(Reading passage Opens)

Could This Explain The Rise In Food Allergies?

Illustration by Anna Sudit
Say what you like about London, but you can't knock it for its range of food options. Pick a cuisine and there's a pretty good chance you'll find a suitable restaurant in the capital.

While many of us can enjoy sampling all this interesting food without problems – a brisk walk or little lie down will ease our food babies, no problem – others aren't so lucky and will experience unpleasant symptoms if their bodies disagree with particular ingredients.

In fact, the increasing range of food eaten in London has led to an increase in allergies that require medical treatment, according to experts.

Doctors say they've noticed an increase in the number of people experiencing adverse reactions to chickpeas, sesame and rare fish, which have become a more common feature in our multicultural diets, the Evening Standard reported.

More patients have sought help “as we all get a little more adventurous in our diets”, according to Dr Adam Fox, clinical director for walk-in allergy services at Guy’s and St Thomas’ NHS trust.

“London is a fantastically diverse place. People come from all sorts of cultures, and eat all sorts of different foods," he told the Evening Standard.

(Reading passage Closes)

**Activity A**
In the article on food allergies in London, which foods do doctors say more people are reacting badly to?
**Activity B**
Continue the article on rising food allergies in London from the point where it stops.

(Supplied data Opens)

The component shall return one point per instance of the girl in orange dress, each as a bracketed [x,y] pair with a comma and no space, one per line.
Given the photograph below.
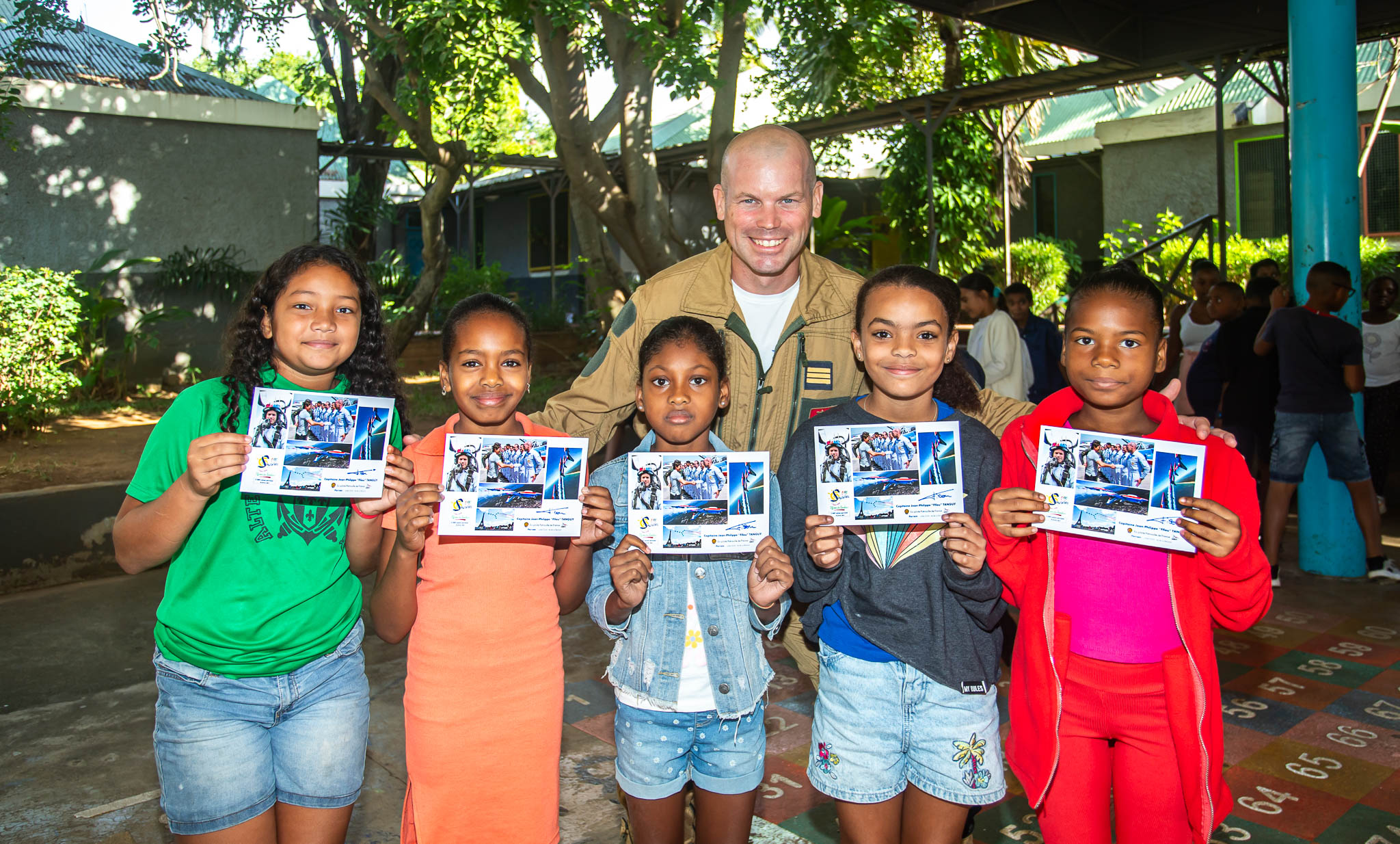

(Supplied data Closes)

**Answer area A**
Chickpeas, sesame and rare fish.

**Answer area B**
“One of the biggest drivers [in patient numbers] is the increase in food allergy we are seeing — such as peanuts, nuts, eggs and milk.”

Last year, the trust's allergy service treated 784 patients admitted to hospital, and the number of patients being admitted for allergic reactions and anaphylactic shock across the NHS has risen by more than a third in the past five years to 29,544 cases in 2015/16.

Dr Rubaiyat Haque told the Evening Standard: “The number of referrals we receive gets bigger every year — last year they increased by 25 per cent.”

The Guy’s and St Thomas’ NHS trust was recently recognised by the World Allergy Organisation as a centre of excellence and moved from St Thomas’s to Guy’s, at London Bridge, enabling it to treat double the number of patients.

The service tests patients for allergies with “challenge tests”, which involve giving them small, increasing doses of the suspected allergen to see how they react and potentially obtain a diagnosis.